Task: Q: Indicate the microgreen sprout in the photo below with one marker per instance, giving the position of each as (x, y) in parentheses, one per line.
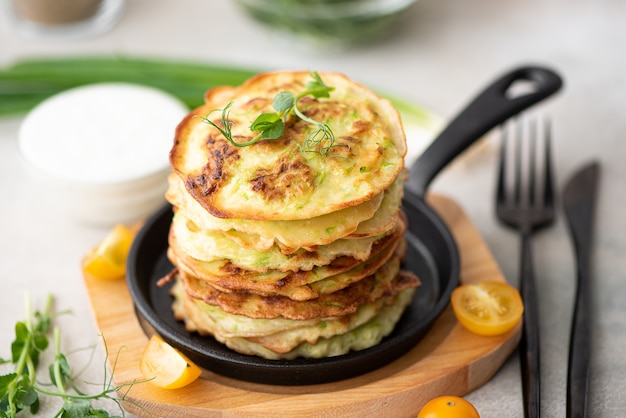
(19, 390)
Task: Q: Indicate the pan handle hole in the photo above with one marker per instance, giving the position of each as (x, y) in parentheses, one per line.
(521, 88)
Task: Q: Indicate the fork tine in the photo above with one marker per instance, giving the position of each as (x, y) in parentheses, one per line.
(532, 163)
(517, 177)
(501, 197)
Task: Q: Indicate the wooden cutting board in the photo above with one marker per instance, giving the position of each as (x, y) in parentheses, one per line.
(448, 361)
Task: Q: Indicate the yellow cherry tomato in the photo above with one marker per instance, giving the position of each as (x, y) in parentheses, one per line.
(487, 308)
(108, 259)
(166, 367)
(448, 407)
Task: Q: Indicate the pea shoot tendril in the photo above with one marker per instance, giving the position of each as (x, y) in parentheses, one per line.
(272, 125)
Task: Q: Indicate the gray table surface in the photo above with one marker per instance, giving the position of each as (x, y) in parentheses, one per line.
(440, 55)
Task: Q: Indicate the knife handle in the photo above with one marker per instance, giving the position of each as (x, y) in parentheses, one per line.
(579, 202)
(529, 344)
(579, 350)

**What to work on**: Copy all of the material above line by line with every line of text kept, and shift each coordinate in the answers by adding 132 to it. Leave the pictures out.

**Solution**:
Task: Q: Indicate the microgreen sprout in the photo below with one marker per instance, giving the position of each as (x, y) in parentheses, one per line.
(151, 522)
Task: Q: Indicate the pan handle hole in the photo above with one marker per instance, giving the position of each as (x, y) in parentheses, one per line.
(653, 220)
Task: Q: Indicate the fork tine in the photo above with one marker per instance, giving the position of each as (x, y) in parentheses, one per line.
(664, 295)
(649, 309)
(633, 329)
Task: Q: Indicate the wooden cutting board in the photo above with one marker per instance, giving the position of each as (x, y) in parentheses, one per line.
(580, 493)
Task: Q: Indicate the yellow cherry tomato in the photo above with one marker per instance, giving the position of each as (x, y) in parentheses, one per line.
(619, 440)
(240, 391)
(298, 499)
(580, 539)
Task: Q: Indicate the pea shoot tendril in the photo above with one marker per instance, giving the position of each as (x, y) in parentheses, one per line.
(404, 257)
Task: Q: Indicate the gray table surface in the photo above with one marker per instance, giving the position of each as (x, y) in parentheses, one per line.
(572, 187)
Task: Q: Indicate the knife handle in the photo above with one marker per instance, giving the position of each as (x, y) in parentheses, one per line.
(711, 334)
(661, 476)
(711, 482)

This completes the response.